- Gekozen fragment:

########################################

Elma van Haren is het half van mag het een halfje meer zijn. Anderhalf. Tweeëneenhalf. Het maakt niet uit, ze is u steeds een halve stap voor. In een gedicht dat Algebraballade heet, schrijft Van Haren: “Na al die jaren Nada weer ontmoet.” En nada, dat is Spaans voor niks, het niks, dus, was een tijdje weg maar nu is het er weer. “Man of vrouw; dat laat zich moeilijk raden bij Nada. / Ze is een androgyn, maar plant zich makkelijk voort.”; dit laatste natuurlijk wegens wat Heidegger ooit opmerken deed: “Het niets nietst”. Ook hierin de prettige paradox: het niets kan niets zijn (“Een prettige stilte schittert rond Nada”) maar ook alles wat je er in zou willen zien (“Nada kan feestelijk gezelschap zijn”).
Maar Van Haren speelt niet zomaar een associatief spel met voordehandliggende poëtische en filosofische referenties. Toen ik een jaar of negentien was, verbleef ik een drietal weken bij een Amerikaans gezin in Frankfort, Kentucky. Het gastgezin hield van country ’n western want dat was, anders dan het zo verfoeide rock, lekker “down to earth”. Het was voor mij de eerste keer dat ik die term hoorde. Het was aan het begin van de negentiger jaren en het was –alleszins in Nederland- nog niet heel modieus om “down to earth” te zijn. Neer tot aarde, ik vond dat mooi. Het sluit een beweging in. Het was of we kwamen van alzohoge en terug gingen naar vaste grond onder onze voeten.

########################################

- Ruwe gegevens:
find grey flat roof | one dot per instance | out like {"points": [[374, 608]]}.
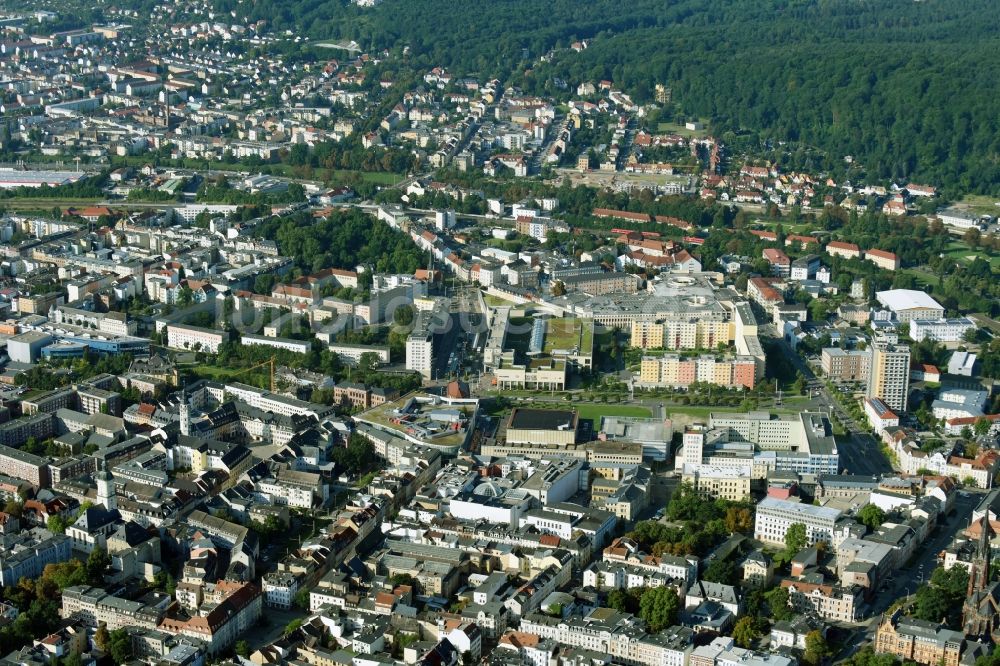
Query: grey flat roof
{"points": [[542, 419]]}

########################################

- Opdracht: Geef letterlijk het deel van het fragment over Elma van Haren weer, beginnend bij "Maar Van Haren" en eindigend bij "onder onze voeten.".

- Juiste antwoord:
Maar Van Haren speelt niet zomaar een associatief spel met voordehandliggende poëtische en filosofische referenties. Toen ik een jaar of negentien was, verbleef ik een drietal weken bij een Amerikaans gezin in Frankfort, Kentucky. Het gastgezin hield van country ’n western want dat was, anders dan het zo verfoeide rock, lekker “down to earth”. Het was voor mij de eerste keer dat ik die term hoorde. Het was aan het begin van de negentiger jaren en het was –alleszins in Nederland- nog niet heel modieus om “down to earth” te zijn. Neer tot aarde, ik vond dat mooi. Het sluit een beweging in. Het was of we kwamen van alzohoge en terug gingen naar vaste grond onder onze voeten.